**PROBLEM DESCRIPTION**
Identify every line in the listing below that contains the word "mane", and copy each of those lines in full.

**RECORDS**
start

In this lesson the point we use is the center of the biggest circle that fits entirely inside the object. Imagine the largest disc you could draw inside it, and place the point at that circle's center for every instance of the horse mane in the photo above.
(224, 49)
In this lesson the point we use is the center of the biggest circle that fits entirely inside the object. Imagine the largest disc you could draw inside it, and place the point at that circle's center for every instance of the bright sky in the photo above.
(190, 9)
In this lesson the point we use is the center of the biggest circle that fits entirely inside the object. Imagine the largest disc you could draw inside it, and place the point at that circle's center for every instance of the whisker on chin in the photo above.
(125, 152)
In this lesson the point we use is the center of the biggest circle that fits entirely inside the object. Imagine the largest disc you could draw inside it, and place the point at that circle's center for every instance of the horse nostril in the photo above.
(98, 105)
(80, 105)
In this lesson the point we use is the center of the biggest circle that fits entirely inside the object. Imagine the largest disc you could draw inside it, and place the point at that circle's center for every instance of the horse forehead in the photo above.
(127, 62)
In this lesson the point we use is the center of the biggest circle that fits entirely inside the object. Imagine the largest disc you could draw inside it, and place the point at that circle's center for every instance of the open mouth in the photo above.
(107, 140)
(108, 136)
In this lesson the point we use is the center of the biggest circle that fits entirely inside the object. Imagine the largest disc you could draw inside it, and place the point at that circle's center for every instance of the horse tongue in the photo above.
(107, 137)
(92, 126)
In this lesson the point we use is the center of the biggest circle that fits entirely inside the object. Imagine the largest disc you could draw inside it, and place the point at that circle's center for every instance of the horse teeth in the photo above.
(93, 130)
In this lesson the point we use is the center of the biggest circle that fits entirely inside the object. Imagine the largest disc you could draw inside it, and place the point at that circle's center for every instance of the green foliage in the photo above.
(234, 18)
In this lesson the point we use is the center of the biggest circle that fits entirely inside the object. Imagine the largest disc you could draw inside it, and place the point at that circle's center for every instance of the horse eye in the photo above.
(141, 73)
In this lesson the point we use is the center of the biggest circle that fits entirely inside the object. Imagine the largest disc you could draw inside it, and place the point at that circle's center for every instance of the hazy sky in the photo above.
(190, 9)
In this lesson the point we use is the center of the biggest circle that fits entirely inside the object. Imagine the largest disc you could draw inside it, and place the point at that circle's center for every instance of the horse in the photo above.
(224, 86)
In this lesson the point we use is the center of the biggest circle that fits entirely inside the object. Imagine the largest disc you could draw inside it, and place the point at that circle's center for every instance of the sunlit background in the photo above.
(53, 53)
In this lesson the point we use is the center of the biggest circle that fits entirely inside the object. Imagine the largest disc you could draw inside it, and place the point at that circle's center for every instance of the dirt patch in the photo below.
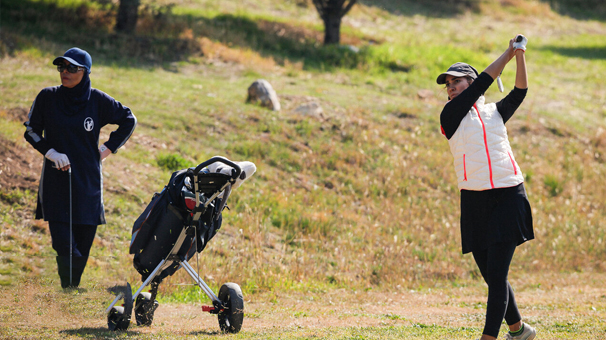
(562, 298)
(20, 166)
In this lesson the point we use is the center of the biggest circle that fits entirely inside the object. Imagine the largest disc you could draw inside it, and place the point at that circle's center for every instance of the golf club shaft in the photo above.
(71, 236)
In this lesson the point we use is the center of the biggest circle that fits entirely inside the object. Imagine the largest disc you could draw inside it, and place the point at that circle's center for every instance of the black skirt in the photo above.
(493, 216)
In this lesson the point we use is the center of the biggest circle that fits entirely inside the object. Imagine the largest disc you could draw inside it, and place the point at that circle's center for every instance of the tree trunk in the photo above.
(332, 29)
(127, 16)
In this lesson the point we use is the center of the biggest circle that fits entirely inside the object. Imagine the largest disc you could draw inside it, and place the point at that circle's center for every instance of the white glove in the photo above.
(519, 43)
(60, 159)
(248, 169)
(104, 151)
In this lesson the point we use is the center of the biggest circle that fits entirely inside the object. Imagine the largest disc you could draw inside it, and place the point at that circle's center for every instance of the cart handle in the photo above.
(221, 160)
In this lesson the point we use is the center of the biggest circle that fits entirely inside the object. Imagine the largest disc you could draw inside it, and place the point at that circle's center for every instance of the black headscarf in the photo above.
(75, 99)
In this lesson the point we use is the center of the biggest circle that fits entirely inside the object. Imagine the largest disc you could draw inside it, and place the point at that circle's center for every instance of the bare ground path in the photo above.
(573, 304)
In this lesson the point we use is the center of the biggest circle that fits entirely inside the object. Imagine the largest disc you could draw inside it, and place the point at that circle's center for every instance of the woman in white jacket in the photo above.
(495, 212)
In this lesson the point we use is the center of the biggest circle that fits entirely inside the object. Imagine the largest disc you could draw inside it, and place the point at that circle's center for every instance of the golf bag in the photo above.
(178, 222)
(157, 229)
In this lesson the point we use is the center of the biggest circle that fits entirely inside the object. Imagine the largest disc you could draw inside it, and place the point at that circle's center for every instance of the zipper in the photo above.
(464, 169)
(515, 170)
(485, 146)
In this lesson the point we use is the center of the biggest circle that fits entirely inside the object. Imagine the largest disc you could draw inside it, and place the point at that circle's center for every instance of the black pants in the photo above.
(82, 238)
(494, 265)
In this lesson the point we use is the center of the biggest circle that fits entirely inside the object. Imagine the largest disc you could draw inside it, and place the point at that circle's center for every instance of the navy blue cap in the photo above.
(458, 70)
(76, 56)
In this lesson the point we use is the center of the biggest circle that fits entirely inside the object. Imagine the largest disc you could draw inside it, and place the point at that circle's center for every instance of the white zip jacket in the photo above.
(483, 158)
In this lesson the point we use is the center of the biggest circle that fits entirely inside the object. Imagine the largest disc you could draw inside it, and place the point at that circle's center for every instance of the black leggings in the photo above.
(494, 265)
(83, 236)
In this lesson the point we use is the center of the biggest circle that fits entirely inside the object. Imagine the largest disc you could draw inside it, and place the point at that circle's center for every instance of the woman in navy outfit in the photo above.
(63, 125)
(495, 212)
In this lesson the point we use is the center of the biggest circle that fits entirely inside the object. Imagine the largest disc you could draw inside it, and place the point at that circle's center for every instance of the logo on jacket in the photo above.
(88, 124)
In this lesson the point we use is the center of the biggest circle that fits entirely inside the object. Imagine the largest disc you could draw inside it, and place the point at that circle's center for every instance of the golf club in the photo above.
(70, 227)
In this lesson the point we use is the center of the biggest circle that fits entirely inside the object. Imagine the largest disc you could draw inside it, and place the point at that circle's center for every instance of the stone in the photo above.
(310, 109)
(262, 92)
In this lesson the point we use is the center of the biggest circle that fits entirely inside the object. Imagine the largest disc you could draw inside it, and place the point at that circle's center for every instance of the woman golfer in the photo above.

end
start

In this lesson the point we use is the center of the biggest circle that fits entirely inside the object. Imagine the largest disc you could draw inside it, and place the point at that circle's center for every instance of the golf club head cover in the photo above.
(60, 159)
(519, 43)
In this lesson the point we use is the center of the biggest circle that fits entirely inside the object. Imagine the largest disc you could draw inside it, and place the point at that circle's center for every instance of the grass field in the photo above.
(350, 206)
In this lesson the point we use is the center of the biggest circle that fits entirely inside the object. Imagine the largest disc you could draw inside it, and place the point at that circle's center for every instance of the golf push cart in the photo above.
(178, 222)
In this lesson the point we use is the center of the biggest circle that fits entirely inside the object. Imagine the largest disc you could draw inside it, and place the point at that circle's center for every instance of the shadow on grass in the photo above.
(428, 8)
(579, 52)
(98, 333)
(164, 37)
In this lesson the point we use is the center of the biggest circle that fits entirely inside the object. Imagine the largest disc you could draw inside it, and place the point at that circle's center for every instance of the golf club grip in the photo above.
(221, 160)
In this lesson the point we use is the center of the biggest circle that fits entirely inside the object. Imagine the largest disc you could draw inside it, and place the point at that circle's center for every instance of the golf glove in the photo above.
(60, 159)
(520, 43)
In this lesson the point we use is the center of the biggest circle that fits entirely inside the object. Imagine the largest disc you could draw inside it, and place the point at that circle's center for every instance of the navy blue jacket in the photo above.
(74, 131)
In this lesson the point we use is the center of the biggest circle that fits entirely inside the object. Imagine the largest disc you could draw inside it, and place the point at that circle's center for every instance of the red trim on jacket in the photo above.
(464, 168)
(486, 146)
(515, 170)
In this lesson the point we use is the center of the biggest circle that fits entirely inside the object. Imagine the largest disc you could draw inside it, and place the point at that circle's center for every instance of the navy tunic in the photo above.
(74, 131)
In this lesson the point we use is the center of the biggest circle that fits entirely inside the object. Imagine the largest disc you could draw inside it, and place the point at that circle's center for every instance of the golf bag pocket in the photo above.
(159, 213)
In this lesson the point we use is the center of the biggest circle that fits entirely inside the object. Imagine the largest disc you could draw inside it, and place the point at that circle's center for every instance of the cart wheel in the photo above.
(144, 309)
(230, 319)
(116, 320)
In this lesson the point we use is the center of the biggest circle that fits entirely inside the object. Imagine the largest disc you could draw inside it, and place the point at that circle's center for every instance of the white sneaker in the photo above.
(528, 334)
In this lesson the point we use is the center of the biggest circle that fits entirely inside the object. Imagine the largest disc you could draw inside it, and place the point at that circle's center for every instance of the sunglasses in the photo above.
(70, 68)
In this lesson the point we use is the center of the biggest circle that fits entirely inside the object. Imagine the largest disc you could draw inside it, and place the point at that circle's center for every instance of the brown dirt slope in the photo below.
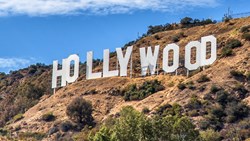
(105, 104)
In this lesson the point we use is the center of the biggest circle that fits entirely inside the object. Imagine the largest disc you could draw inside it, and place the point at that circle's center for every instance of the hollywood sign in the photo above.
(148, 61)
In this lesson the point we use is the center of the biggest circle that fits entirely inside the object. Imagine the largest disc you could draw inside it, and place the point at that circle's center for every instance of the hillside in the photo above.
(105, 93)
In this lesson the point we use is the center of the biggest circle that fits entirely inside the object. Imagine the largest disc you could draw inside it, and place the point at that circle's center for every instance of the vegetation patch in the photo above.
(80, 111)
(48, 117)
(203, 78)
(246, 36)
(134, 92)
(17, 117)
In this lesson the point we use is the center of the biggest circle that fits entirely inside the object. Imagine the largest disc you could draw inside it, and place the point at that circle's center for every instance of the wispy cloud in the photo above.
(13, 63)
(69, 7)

end

**SOLUTION TO THE EXERCISE**
In this lesson the point we use is the center of the biggest circle that fits entirely inside the object. Imagine the largest disc you could draw inside it, and place the point at that circle's center for every instance of the horse mane in the photo above.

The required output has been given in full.